[[ Exercise passage, beginning ]]

KH to Mrs. Besant: "You have for some time been under deluding influences."
Sep 10, 2006 11:43 AM
by danielhcaldwell
KH to Mrs. Besant: "You have for some time been under deluding
influences."
What were those "deluding influences"? and for how long
had she been under those infuences?
Read BELOW what C.W. Leadbeater writes especially the statement that:
"[August 1895]...We stayed at a house called 'The Cottage'....We
were visited more than once by the Masters, also by D.K. and H.P.B,
and while we were there Mrs. Besant learnt to use astral vision..."
--------------------------------------------------------
first printed in The Theosophist, October 1932, Page 11
Dr. Besant's First Use of Clairvoyance
by C.W. LEADBEATER
In the year 1895, Dr. Besant and her colleague C.W. Leadbeater,
accompanied by Mr. Bertram Keightley, went for a short holiday to
Box Hill, Surrey. The holiday lasted from Friday, August 16, till
Wednesday 21st. What happened during the trip was reported at the
time in a letter received by Miss F. Arundale in Benares. C.J. [Note
by C. Jinarajadasa]
[Letter] From C.W. Leadbeater to F. Arundale
August 25, 1895
Turning to other matters, we had a capital time at Box Hill. The
weather was splendidly fine all the time we were there (from Friday
night to Wednesday evening) so we simply climbed the hill directly
after breakfast (which was always at eight), took a rug with us to
sit upon, and remained there either all day, if we had taken up some
lunch, or at any rate till two o'clock. When we descended for lunch
we camped out in the garden (which was large) directly after it, had
our tea out there about five, and came into dinner about seven,
after which we took a two hours walk and went to bed. That was our
life all the while we were there, and we did nothing but talk
Theosophy the whole time. I wished very much you could have been
with us for I am sure you would have enjoyed it all immensely.

[[ Exercise passage, end ]]

• [Exercise description]:
In the post on Mrs. Besant's "deluding influences," rewrite the stretch from "Sep 10, 2006" through "under those infuences?" with "deluding" renamed to "misleading".

[[ Information provided, beginning ]]

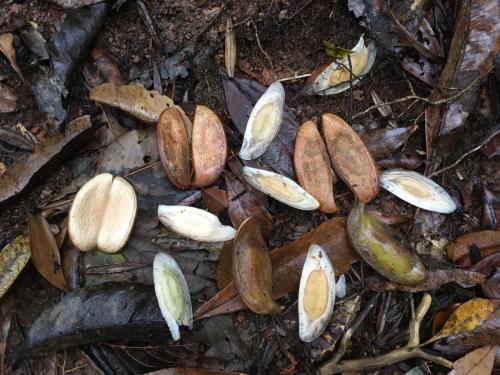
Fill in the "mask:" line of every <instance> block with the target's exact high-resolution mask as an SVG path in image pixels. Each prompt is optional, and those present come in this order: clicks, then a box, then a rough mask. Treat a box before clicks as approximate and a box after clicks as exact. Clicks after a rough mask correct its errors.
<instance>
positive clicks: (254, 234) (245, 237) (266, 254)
mask: <svg viewBox="0 0 500 375" xmlns="http://www.w3.org/2000/svg"><path fill="white" fill-rule="evenodd" d="M272 272H273V271H272V268H271V257H270V256H269V251H268V249H267V245H266V241H265V240H264V237H263V236H262V232H261V230H260V227H259V220H258V219H257V218H256V217H250V218H248V219H246V220H245V221H244V222H243V223H242V224H241V226H240V227H239V228H238V232H237V233H236V237H235V238H234V241H233V279H234V283H235V286H236V289H237V290H238V293H239V295H240V296H241V298H242V299H243V301H245V304H246V305H247V306H248V308H249V309H250V310H252V311H253V312H255V313H257V314H276V313H279V312H280V311H281V309H280V307H279V306H278V305H277V304H276V303H275V302H274V301H273V298H272Z"/></svg>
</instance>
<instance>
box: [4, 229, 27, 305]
mask: <svg viewBox="0 0 500 375" xmlns="http://www.w3.org/2000/svg"><path fill="white" fill-rule="evenodd" d="M29 260H30V243H29V239H28V236H19V237H17V238H16V239H15V240H14V241H12V242H11V243H9V244H8V245H7V246H5V247H4V248H3V249H2V251H1V252H0V298H2V297H3V295H4V294H5V292H7V290H8V289H9V288H10V286H11V285H12V284H13V283H14V281H15V280H16V278H17V276H19V274H20V273H21V271H22V270H23V269H24V267H25V266H26V264H27V263H28V261H29Z"/></svg>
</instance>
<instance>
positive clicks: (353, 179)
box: [322, 113, 379, 203]
mask: <svg viewBox="0 0 500 375" xmlns="http://www.w3.org/2000/svg"><path fill="white" fill-rule="evenodd" d="M322 119H323V134H324V136H325V141H326V146H327V148H328V153H329V154H330V160H331V162H332V166H333V168H334V169H335V172H337V174H338V175H339V177H340V178H341V179H342V180H343V181H344V182H345V183H346V184H347V186H349V188H350V189H351V190H352V191H353V192H354V193H355V194H356V196H357V197H358V199H359V200H360V201H361V202H365V203H367V202H370V201H371V200H372V199H373V198H375V196H376V195H377V193H378V190H379V180H378V171H377V164H376V163H375V160H374V159H373V156H372V154H371V153H370V151H369V150H368V148H367V147H366V146H365V144H364V143H363V141H362V140H361V138H360V137H359V135H358V134H357V133H356V132H355V131H354V130H353V129H352V128H351V127H350V126H349V125H348V124H347V123H346V122H345V121H344V120H342V119H341V118H340V117H338V116H336V115H333V114H331V113H324V114H323V116H322Z"/></svg>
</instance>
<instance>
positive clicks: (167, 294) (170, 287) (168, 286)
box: [153, 253, 193, 341]
mask: <svg viewBox="0 0 500 375" xmlns="http://www.w3.org/2000/svg"><path fill="white" fill-rule="evenodd" d="M153 281H154V286H155V294H156V299H157V300H158V305H159V306H160V311H161V314H162V315H163V318H164V319H165V321H166V322H167V325H168V328H169V329H170V332H171V334H172V338H173V339H174V340H175V341H177V340H179V339H180V338H181V333H180V331H179V326H180V325H181V326H188V328H189V329H191V328H193V309H192V307H191V297H190V295H189V289H188V286H187V283H186V279H185V278H184V275H183V274H182V271H181V269H180V268H179V266H178V265H177V262H176V261H175V259H174V258H172V257H171V256H170V255H168V254H165V253H158V254H156V256H155V259H154V261H153Z"/></svg>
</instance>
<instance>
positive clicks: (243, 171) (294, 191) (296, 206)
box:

[[ Information provided, end ]]

• [Response]:
Sep 10, 2006 11:43 AM
by danielhcaldwell
KH to Mrs. Besant: "You have for some time been under misleading
influences."
What were those "misleading influences"? and for how long
had she been under those infuences?